## GOAL:
Return, character for character, the lines from the one bearing "For every instance of the triangle" through the end of the material. Omit everything before that line.

## GIVEN RECORDS:
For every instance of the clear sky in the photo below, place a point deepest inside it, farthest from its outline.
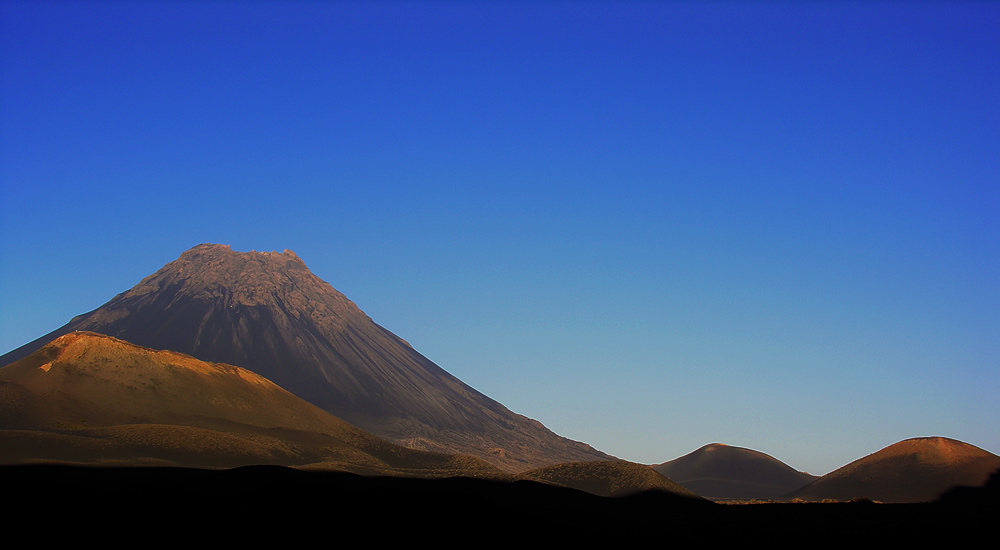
(649, 225)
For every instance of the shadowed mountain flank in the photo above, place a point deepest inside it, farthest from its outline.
(266, 312)
(725, 472)
(610, 478)
(87, 398)
(913, 470)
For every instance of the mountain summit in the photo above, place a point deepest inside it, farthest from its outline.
(266, 312)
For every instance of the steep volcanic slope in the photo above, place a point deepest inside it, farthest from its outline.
(266, 312)
(93, 399)
(722, 471)
(913, 470)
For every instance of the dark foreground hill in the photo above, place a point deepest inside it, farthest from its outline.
(611, 478)
(266, 312)
(725, 472)
(914, 470)
(272, 505)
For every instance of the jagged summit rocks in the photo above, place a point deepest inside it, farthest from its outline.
(266, 312)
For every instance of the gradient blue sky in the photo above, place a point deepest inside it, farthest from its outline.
(651, 226)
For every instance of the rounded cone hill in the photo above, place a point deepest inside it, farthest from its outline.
(725, 472)
(914, 470)
(267, 313)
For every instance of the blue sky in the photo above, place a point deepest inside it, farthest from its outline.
(651, 226)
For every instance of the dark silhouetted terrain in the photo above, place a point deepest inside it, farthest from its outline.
(610, 478)
(266, 312)
(272, 505)
(913, 470)
(725, 472)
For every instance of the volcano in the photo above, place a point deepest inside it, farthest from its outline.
(914, 470)
(268, 313)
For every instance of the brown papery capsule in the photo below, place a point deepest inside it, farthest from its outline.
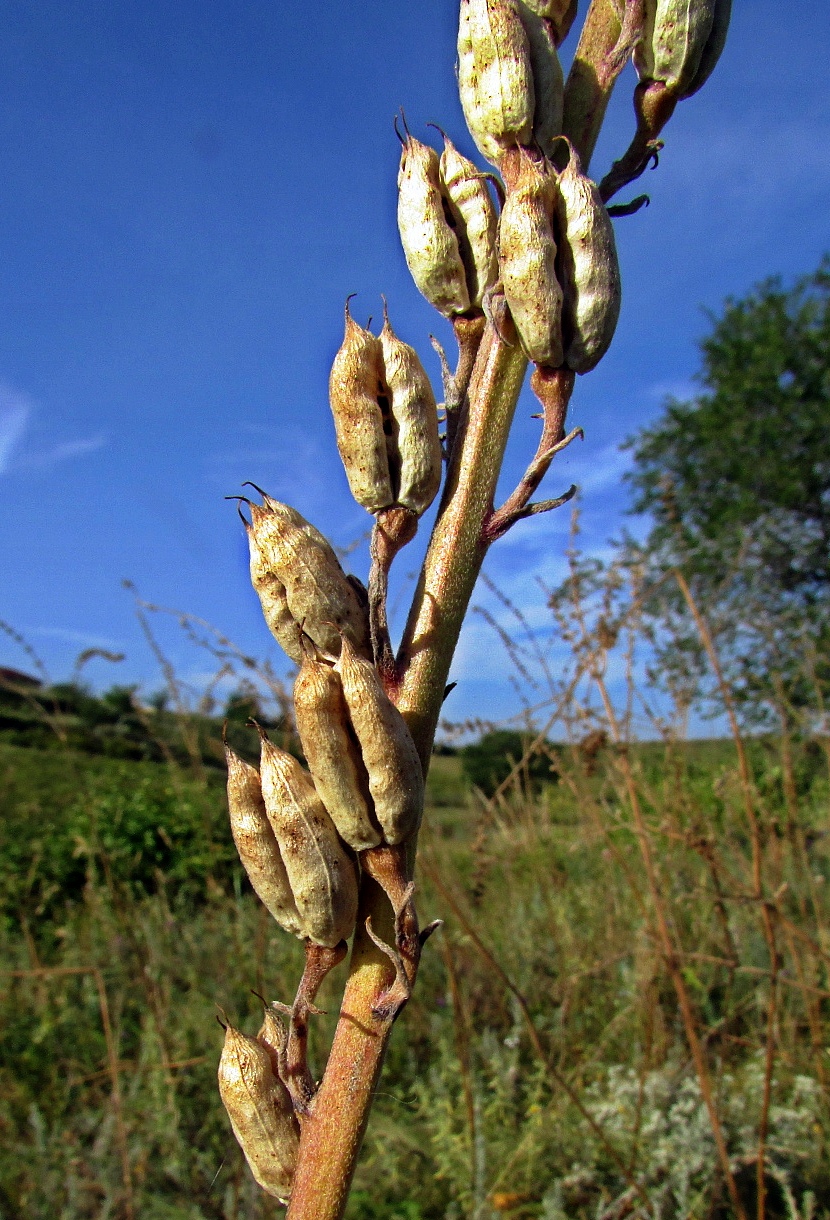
(322, 876)
(494, 76)
(332, 754)
(415, 415)
(559, 12)
(675, 33)
(590, 269)
(388, 752)
(274, 602)
(430, 244)
(319, 595)
(258, 846)
(548, 81)
(527, 258)
(475, 220)
(260, 1113)
(357, 395)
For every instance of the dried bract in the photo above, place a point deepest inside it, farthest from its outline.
(357, 397)
(260, 1112)
(430, 244)
(527, 258)
(415, 423)
(475, 220)
(322, 876)
(388, 753)
(494, 76)
(590, 269)
(300, 582)
(258, 846)
(332, 754)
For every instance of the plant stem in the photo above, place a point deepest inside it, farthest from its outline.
(333, 1132)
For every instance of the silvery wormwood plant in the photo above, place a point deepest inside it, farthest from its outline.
(521, 260)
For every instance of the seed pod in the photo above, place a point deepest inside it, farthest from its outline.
(357, 393)
(388, 753)
(256, 844)
(494, 76)
(415, 416)
(714, 45)
(430, 244)
(675, 33)
(322, 877)
(527, 258)
(559, 12)
(260, 1112)
(475, 220)
(548, 81)
(590, 270)
(288, 553)
(332, 754)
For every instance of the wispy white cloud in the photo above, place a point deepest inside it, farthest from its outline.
(15, 412)
(65, 452)
(16, 415)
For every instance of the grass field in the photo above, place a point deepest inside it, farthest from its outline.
(602, 1005)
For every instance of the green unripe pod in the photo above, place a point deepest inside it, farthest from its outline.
(475, 220)
(588, 266)
(527, 260)
(675, 35)
(548, 79)
(494, 76)
(430, 244)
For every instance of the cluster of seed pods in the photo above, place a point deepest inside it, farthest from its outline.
(304, 833)
(299, 832)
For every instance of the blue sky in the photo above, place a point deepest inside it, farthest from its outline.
(188, 194)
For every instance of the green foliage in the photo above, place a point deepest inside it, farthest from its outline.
(488, 761)
(737, 483)
(472, 1118)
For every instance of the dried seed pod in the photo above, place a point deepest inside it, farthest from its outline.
(415, 415)
(590, 270)
(357, 395)
(559, 12)
(288, 553)
(430, 244)
(527, 258)
(548, 79)
(494, 76)
(675, 33)
(332, 754)
(396, 778)
(322, 876)
(258, 846)
(260, 1113)
(713, 48)
(475, 220)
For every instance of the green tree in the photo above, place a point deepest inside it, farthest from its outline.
(737, 484)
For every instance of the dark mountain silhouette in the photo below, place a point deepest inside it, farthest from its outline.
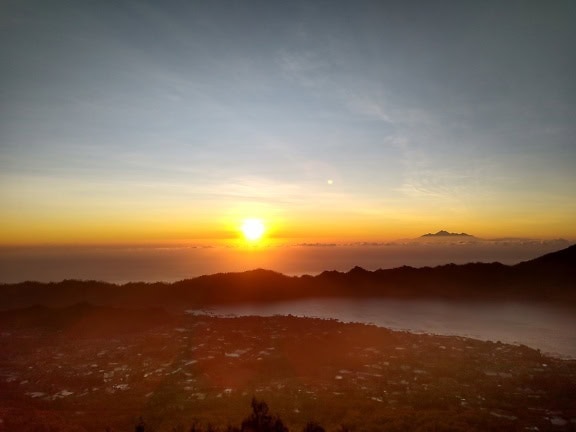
(443, 233)
(547, 278)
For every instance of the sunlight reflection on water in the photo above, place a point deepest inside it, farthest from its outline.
(545, 327)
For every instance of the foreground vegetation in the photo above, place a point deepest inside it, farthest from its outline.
(91, 369)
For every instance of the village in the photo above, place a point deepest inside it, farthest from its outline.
(201, 369)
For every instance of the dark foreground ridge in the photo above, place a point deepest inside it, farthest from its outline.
(547, 278)
(67, 371)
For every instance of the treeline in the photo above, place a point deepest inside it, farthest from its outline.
(549, 278)
(260, 420)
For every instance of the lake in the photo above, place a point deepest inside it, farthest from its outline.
(550, 328)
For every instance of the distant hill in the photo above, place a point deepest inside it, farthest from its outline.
(443, 233)
(547, 278)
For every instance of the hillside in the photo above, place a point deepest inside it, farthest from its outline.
(547, 278)
(201, 369)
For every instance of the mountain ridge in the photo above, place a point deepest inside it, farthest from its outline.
(549, 277)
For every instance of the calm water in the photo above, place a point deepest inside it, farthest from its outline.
(551, 329)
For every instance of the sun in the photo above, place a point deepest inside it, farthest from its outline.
(253, 229)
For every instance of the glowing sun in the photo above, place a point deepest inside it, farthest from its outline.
(253, 229)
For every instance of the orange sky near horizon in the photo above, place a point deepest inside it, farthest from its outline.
(172, 122)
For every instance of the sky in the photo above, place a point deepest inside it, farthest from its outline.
(164, 122)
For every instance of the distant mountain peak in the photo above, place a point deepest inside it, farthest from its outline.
(443, 233)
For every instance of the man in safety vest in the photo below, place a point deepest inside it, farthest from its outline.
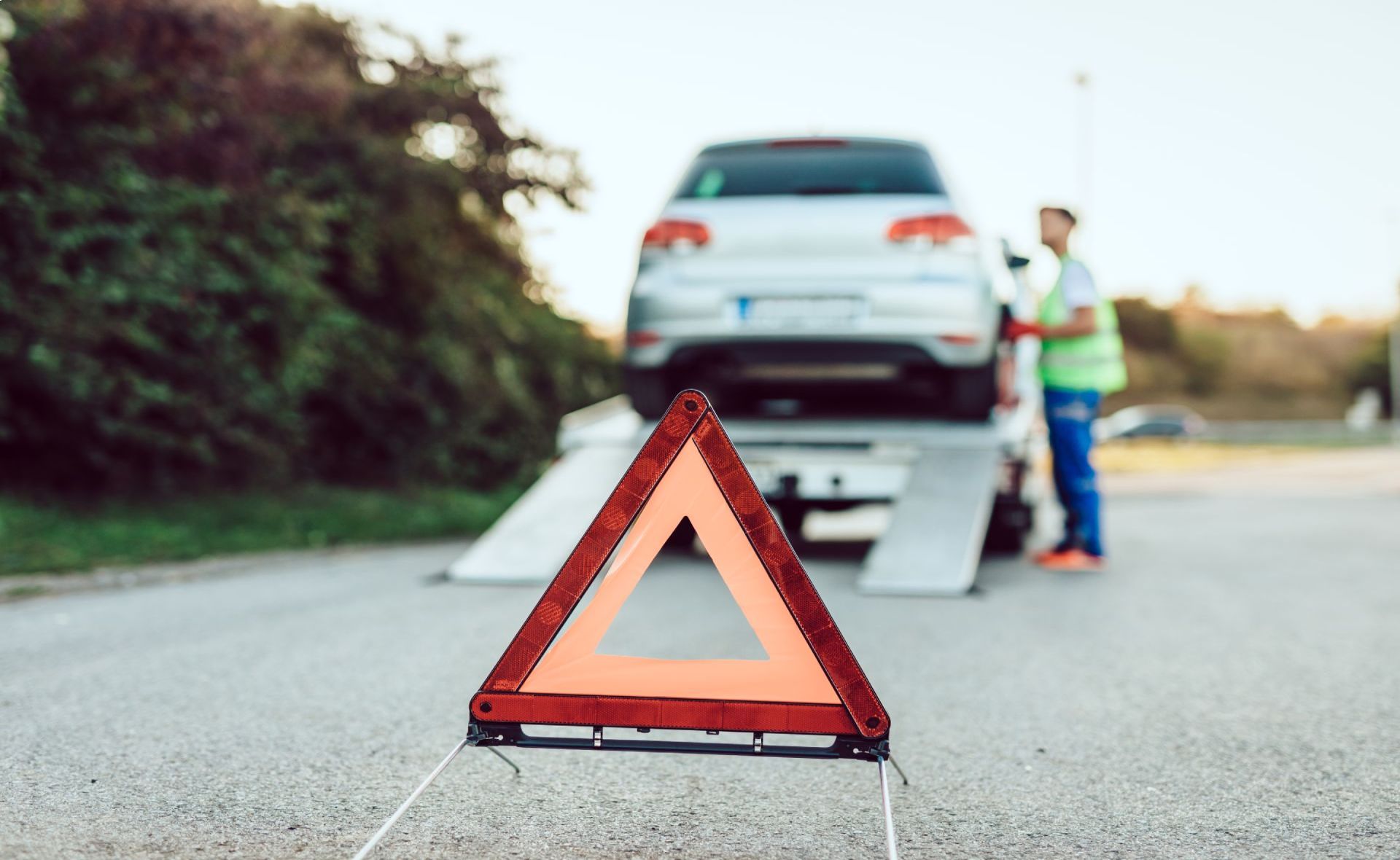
(1081, 360)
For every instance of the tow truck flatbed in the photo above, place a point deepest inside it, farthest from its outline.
(945, 480)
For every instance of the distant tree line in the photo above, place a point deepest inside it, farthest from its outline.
(1246, 364)
(257, 245)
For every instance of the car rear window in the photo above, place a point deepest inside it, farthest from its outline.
(843, 168)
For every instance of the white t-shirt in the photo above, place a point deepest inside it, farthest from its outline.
(1077, 286)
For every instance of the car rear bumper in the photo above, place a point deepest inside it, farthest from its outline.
(949, 324)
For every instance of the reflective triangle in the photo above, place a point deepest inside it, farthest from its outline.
(809, 683)
(791, 671)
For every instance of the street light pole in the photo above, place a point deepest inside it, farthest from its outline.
(1084, 157)
(1395, 375)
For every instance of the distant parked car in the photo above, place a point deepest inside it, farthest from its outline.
(829, 266)
(1143, 421)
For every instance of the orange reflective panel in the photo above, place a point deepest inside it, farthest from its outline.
(790, 674)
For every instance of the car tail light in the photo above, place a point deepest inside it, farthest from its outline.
(643, 337)
(936, 228)
(671, 231)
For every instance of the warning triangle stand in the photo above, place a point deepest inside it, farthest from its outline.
(553, 676)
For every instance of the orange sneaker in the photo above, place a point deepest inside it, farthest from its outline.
(1070, 560)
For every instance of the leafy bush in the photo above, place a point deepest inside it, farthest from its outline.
(228, 257)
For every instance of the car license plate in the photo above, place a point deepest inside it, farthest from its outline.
(798, 312)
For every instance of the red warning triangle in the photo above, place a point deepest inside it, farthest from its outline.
(809, 684)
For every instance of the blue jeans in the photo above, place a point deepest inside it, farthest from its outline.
(1070, 417)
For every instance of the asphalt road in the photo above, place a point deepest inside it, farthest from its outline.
(1228, 689)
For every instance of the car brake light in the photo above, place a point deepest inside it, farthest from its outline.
(806, 141)
(671, 231)
(936, 228)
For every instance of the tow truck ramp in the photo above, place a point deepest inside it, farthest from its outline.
(941, 480)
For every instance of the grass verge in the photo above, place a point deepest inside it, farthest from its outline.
(62, 537)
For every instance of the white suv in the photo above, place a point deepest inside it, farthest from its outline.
(815, 272)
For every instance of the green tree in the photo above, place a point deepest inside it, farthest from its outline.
(238, 245)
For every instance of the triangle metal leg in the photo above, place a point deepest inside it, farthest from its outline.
(890, 816)
(408, 803)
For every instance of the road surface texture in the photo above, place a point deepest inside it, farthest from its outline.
(1228, 689)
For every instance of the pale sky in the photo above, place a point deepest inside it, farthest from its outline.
(1251, 147)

## REPLY TO THE EXERCISE:
For every instance of the triangle metal leg in the photo above, place a point deepest inside it, farthest from its outline.
(890, 816)
(408, 803)
For every instance of the road surface texture in the photo above, place a point deepest inside it, farthest from its outline.
(1228, 689)
For every instance of the pale sky in the photo above, place a point deepest inside it, farthest from its outline.
(1251, 147)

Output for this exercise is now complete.